O que fazer - Cite, do texto sobre o brincar, o trecho que começa nas palavras "Memórias e considerações" e termina depois de "e Paula Moita.".

Texto fornecido -
------------------------------------------------
Mostrar mensagens com a etiqueta João Pedro Santos. Mostrar todas as mensagens
Mostrar mensagens com a etiqueta João Pedro Santos. Mostrar todas as mensagens

quarta-feira, 19 de outubro de 2022

Brincar, como acção amorosa


 

O que pode acontecer se ouvirmos duas dúzias de pessoas com idades entre os 70 e os 100 anos para nos falarem sobre o brincar? Provavelmente, o mesmo que sucedeu aos entrevistadores João Pedro Santos, Leonardo Silva, Paula Moita e Vanessa Iglésias Amorim, que, em Setúbal, fizeram dessa experiência uma forma para acordar “a memória que fica registada no corpo durante o acto de brincar”, capaz de “trazer os sorrisos mais genuínos que podemos ver num Ser Humano”. A conclusão foi simples, mas muitas vezes contrariada ao longo dos tempos e das educações: “brincar é realizar a infância, é inventar o próprio tempo, onde os corpos são livres através do jogo e do amor.”

Memórias e considerações sobre essa “realização da infância” constam no livro Museus de brincar (Dar cor à vida, 2022), de cujo prefácio são extraídas as citações utilizadas, obra coordenada por Leonardo Silva e Paula Moita.

Por sete capítulos passam o brincar e a sua interpretação em termos sociológicos, mundo e tempo sempre contextualizados em função da sociedade, da economia, da política, dos espaços e das formas de vida, ressaltando perante o leitor o mundo das diferenças, pois “ser criança e poder brincar para muitos era privilégio e para outros era sonho e resistência”. Por outras palavras: ser criança nem sempre foi fácil, uma vez que a educação a relegou, por muito tempo, para o ponto mais frágil da ordem social e, como tal, dependente da formatação que a sociedade lhe oferecesse, fosse na família ou na escola. Assim se compreenderão as diversidades de tratamento de acordo com o género - os rapazes iam à escola, mas as raparigas não, pois tinham o trabalho da casa para fazer; raparigas e rapazes tinham brincadeiras diferentes; etc. Por outro lado, a duração da infância afigura-se nestes testemunhos como algo discutível, pois, em muitas situações, ela foi rápida, determinada pela dificuldade - se a nonagenária Conceição Pereira testemunhou ter sido “pouco criança” e o octogenário Ciríaco Visitação lembrou que, “a partir dos 10/11 anos”, deixou “de ter infância”, o que, na verdade, querem dizer é que o mundo do trabalho começou muito cedo, tornando-se limitada essa fase de crescimento.

É curioso verificar como a sociabilidade infantil, no entanto, se foi construindo: algo que foi variando, mas que teve como cadinho a distância da família, a rua, a vizinhança, a necessidade de inventar brincadeiras e brinquedos (muitas vezes construídos a partir do mundo dos adultos), universos amplos para a imaginação e para o estabelecimento de relações, para descobrir mundos - “a bola era feita de meia de mulher, depois enrolava-se e punha-se papéis lá dentro” (Manuel Lúcio dos Santos); “íamos às modistas e pedíamos bocadinhos de trapo e fazíamos umas bonequinhas com uns trapos e um bocadinho de linha” (Maria Dilar Pimpão); “o meu pai tinha um torno e eu comecei a fazer piões para jogar, também os fazia para os meus colegas de escola” (José Gonçalves); “fazíamos partidas, fazíamos umas às outras trinta por uma linha, brincávamos com farinha e enchíamos a cara umas das outras, outras vezes era com carvão” (Suzete do Carmo).
------------------------------------------------
Listagem extraída -

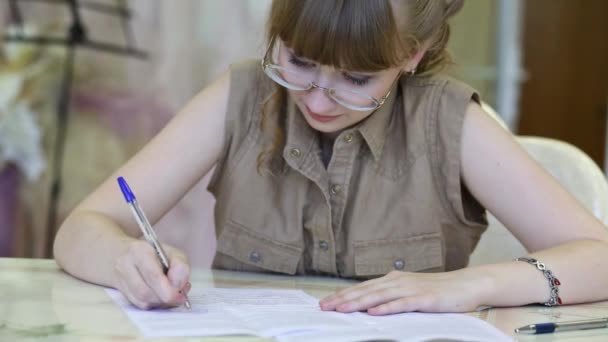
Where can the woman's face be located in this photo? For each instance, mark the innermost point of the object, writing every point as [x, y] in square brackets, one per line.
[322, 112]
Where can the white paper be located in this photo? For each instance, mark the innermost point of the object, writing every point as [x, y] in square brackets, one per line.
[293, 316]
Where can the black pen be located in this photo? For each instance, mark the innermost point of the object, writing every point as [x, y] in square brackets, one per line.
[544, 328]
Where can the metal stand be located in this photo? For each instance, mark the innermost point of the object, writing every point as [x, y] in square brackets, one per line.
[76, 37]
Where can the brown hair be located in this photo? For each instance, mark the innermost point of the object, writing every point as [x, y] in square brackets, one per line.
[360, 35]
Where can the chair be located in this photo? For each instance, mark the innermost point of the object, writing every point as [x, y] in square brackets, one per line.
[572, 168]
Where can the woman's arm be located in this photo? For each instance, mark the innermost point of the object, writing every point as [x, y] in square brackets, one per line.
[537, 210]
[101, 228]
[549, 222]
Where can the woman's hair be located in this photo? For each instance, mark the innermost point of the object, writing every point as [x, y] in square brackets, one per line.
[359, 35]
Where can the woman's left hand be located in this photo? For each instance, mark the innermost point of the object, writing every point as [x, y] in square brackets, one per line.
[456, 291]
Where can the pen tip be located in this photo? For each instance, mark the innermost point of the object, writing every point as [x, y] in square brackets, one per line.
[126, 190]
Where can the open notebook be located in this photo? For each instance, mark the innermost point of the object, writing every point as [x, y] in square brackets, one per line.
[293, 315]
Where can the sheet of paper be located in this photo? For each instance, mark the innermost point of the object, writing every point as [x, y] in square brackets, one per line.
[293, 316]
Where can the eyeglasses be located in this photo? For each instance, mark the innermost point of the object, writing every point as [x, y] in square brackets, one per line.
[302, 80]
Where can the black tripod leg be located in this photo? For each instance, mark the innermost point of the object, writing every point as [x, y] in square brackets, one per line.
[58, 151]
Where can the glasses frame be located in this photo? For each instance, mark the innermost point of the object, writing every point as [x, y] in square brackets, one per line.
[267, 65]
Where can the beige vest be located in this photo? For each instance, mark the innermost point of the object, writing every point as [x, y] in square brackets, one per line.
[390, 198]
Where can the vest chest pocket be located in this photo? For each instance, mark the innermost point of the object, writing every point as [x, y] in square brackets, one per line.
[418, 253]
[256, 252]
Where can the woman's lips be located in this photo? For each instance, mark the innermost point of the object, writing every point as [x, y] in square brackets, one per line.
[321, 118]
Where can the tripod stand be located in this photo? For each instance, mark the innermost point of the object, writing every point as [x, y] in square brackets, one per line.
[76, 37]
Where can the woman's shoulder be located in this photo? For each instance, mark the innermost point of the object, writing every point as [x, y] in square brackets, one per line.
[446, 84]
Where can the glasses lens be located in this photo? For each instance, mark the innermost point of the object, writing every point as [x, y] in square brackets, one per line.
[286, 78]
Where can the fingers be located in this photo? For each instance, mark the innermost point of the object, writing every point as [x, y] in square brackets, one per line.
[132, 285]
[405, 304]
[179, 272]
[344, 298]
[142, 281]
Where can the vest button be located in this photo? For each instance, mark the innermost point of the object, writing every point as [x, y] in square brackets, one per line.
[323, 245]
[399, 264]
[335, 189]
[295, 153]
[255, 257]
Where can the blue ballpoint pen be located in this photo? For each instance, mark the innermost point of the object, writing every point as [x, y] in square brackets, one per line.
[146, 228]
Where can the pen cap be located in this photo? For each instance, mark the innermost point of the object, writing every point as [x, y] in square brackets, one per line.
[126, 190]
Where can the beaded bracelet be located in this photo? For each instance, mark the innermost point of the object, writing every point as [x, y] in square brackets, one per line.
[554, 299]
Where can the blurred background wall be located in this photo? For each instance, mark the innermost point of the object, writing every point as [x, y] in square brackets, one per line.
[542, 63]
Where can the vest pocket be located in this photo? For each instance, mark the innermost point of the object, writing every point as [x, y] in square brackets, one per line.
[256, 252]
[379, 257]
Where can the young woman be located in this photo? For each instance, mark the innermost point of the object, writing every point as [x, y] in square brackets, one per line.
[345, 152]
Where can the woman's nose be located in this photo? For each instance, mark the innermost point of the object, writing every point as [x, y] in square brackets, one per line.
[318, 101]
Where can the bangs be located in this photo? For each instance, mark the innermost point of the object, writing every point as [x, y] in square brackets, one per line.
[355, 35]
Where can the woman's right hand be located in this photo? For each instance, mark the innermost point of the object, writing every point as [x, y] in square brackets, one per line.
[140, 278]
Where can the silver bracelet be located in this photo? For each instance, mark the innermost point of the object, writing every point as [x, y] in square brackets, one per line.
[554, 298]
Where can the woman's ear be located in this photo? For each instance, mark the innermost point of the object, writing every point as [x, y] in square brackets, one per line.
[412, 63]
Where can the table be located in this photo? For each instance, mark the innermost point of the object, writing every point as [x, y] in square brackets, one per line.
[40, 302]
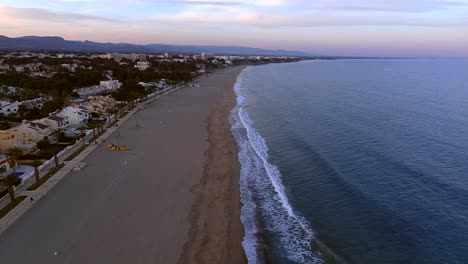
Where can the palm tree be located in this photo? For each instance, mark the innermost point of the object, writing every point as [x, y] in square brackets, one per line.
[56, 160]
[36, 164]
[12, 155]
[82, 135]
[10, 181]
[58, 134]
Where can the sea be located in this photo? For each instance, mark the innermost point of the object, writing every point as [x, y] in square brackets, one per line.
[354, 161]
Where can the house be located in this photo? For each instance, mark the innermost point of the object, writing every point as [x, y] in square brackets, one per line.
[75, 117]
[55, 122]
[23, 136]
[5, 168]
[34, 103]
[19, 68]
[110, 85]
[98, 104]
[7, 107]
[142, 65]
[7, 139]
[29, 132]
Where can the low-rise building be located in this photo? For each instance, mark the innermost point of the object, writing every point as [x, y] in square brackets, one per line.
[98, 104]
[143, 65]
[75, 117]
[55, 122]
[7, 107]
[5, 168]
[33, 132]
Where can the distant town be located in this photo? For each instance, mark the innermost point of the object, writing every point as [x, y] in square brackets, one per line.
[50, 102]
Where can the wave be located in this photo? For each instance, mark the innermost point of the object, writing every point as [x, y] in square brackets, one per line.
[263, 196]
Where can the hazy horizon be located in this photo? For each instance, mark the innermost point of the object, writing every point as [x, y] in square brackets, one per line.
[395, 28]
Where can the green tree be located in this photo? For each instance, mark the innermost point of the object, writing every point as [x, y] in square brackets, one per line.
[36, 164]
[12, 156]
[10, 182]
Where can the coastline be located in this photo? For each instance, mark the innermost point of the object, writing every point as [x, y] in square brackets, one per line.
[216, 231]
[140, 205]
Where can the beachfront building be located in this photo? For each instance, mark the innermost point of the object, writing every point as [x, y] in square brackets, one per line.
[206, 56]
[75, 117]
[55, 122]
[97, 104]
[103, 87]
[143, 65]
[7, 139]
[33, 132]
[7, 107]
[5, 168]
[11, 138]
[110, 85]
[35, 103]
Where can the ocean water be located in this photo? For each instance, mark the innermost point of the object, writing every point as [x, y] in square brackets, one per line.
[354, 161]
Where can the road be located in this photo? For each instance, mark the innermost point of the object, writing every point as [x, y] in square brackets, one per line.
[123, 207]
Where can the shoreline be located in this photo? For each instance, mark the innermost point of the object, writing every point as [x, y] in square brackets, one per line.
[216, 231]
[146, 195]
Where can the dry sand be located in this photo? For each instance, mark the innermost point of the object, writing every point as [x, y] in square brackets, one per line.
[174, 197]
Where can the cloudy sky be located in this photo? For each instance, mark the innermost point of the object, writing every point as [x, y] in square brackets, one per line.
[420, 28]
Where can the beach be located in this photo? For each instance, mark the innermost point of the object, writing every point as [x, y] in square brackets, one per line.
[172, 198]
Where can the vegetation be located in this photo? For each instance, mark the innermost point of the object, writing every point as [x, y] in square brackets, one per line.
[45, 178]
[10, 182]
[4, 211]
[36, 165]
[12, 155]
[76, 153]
------------------------------------------------
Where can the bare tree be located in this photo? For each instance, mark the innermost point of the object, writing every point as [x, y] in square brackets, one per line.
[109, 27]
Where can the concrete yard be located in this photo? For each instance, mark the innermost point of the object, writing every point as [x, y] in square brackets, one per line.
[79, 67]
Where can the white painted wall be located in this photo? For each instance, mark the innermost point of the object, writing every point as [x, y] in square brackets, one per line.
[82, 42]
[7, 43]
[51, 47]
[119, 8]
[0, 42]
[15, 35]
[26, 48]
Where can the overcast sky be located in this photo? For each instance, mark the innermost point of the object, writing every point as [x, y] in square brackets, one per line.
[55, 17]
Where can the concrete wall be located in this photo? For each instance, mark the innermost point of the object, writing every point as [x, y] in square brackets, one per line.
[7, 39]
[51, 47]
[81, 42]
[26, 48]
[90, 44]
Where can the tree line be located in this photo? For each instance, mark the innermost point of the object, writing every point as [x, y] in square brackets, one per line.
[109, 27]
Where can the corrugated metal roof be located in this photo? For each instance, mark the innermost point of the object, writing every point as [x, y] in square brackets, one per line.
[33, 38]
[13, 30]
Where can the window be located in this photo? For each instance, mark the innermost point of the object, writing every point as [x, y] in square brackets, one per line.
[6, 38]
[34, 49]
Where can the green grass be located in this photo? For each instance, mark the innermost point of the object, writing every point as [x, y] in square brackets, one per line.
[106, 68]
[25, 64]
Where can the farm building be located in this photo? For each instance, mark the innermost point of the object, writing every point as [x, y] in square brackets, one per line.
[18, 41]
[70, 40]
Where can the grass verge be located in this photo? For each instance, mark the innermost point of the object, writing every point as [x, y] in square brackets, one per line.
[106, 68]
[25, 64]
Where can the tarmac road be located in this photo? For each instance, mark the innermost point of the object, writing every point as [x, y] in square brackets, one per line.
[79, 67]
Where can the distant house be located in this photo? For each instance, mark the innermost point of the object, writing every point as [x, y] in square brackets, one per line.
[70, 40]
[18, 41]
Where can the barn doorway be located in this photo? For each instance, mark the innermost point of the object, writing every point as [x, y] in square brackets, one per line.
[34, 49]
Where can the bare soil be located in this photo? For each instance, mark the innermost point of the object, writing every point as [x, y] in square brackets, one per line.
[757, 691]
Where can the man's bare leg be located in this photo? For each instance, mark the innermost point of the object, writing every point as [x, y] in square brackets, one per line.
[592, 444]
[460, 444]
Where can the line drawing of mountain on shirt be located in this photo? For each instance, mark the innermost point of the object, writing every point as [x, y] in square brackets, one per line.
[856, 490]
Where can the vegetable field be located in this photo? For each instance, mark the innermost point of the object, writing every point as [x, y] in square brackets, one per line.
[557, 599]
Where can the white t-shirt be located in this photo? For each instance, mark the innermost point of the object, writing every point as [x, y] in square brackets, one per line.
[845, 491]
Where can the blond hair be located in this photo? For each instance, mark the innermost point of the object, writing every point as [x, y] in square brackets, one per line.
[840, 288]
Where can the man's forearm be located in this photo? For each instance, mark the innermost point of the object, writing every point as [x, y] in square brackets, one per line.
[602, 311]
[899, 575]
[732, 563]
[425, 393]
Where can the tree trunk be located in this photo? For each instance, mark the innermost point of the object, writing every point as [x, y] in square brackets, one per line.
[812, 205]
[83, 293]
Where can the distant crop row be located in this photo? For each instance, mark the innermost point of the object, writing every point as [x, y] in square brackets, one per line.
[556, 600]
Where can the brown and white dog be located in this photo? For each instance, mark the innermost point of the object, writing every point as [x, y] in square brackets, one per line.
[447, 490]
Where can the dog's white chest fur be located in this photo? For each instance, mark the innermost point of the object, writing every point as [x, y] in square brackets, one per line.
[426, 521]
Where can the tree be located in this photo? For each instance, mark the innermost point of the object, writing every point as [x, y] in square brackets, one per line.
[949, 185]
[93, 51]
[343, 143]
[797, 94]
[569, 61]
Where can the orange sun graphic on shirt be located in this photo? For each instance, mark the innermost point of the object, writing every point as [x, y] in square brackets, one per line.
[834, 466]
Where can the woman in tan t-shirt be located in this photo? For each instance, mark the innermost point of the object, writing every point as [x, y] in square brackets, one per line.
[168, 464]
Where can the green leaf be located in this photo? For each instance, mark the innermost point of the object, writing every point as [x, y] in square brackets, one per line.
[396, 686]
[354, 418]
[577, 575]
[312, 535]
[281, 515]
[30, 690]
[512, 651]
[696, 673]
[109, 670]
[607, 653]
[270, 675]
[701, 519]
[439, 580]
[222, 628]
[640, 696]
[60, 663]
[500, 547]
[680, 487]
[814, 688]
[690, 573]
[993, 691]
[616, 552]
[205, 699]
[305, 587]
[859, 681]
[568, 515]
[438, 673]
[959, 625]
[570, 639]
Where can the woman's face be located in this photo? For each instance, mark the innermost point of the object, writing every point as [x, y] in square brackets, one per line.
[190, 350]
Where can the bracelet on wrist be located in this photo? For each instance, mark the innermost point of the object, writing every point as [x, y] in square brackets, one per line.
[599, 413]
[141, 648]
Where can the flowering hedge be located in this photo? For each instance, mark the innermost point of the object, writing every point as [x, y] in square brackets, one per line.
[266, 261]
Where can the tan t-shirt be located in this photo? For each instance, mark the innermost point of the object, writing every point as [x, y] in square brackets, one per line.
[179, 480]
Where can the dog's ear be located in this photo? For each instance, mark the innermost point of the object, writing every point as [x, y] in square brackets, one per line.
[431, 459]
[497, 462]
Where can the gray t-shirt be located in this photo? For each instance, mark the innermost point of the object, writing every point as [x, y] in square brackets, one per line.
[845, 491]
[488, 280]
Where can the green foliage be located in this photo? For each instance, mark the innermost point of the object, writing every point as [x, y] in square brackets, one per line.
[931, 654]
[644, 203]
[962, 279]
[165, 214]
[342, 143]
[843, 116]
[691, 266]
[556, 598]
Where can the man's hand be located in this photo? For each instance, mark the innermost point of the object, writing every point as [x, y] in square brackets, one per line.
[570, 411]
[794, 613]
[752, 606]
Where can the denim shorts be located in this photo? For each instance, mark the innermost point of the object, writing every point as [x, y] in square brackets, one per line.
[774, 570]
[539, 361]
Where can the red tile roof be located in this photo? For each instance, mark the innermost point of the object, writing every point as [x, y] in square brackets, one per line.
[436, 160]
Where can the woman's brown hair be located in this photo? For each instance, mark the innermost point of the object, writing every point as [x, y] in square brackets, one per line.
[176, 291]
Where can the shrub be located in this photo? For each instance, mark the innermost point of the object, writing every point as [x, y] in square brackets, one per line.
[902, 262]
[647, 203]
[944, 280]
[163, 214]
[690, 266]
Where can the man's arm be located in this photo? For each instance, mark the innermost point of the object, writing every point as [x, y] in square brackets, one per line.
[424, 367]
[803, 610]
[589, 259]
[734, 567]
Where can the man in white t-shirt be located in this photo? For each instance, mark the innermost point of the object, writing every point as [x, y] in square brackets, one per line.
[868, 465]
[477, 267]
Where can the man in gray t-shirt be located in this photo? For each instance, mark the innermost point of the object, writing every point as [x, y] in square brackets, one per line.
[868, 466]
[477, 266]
------------------------------------------------
Resposta final -
Memórias e considerações sobre essa “realização da infância” constam no livro Museus de brincar (Dar cor à vida, 2022), de cujo prefácio são extraídas as citações utilizadas, obra coordenada por Leonardo Silva e Paula Moita.